Exercise passage →
= = = = =

It's because it's completely harmless to landfill them.

Litter is bad. Full stop. Landfill however is not.

I've noticed a trend in these types of articles that conflates the two things as if they were the same. Then they tend of mix in info (plastic in the ocean) that applies to countries that dispose of trash in their local rivers.

You know where landfill ends up in when not properly sealed?

Groundwater and rain runoff.

Drinking partially degraded plastic is not exactly neutral to health. Poisoning wildlife with the added colorings or plastics themselves, neither. Especially insidious are plastic fibres - partially synthetic textiles. These should all be burned clean at very high temperatures first.

Litter is easy to remove and even burn, micrometer level plastic dust is not. Standard water treatment at best can sediment some kinds of microplastics but not all. The cutoff levels that are safe for health for some plastics are miniscule for chronic intake. (Urethanes especially - kidney toxicity and cancer, probably others too. BPA is a joke compared to base PET stock at micrometers chronically.)

> You know where landfill ends up in when not properly sealed?

So then don't do that?

And realistically, are landfills in the US and Europe leaking or not?

Water runoff and sludge from landfills is treated, however only final very time consuming steps of biological sedimentation and treatment can remove most of them. Or very fine reverse osmosis or treatment with micron level filters, very energy intensive. So they do tend to end up in clean drinking water. There are many sources and no norms.

Sometimes even metals bordering on norms can be detected near landfills.

Sample efficiency ranges: https://www.sciencedirect.com/science/article/abs/pii/S00431...

I had a link with site in Sweden barely keeping norms for lead and cobalt... due to organic decomposition and incomplete runoff collection. Bad enough that I wouldn't build a well within some 10 km radius.

Read up on what happens to all this thing called leachate.

This is a main reason why European Commission wants the landfills to remain as exception.

> And realistically, are landfills in the US and Europe leaking or not?

= = = = =

Exercise objective →
Copy word for word the part of the landfill discussion that begins with the words containing "I had a link" and ends with "thing called leachate.". Rely on nothing but the landfill discussion above.

Stored data →
= = = = =

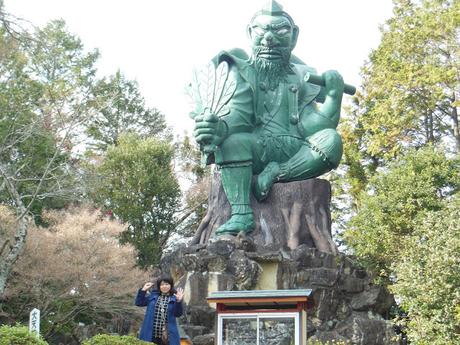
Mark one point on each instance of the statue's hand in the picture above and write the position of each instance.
(209, 129)
(334, 84)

= = = = =

Task response →
I had a link with site in Sweden barely keeping norms for lead and cobalt... due to organic decomposition and incomplete runoff collection. Bad enough that I wouldn't build a well within some 10 km radius.

Read up on what happens to all this thing called leachate.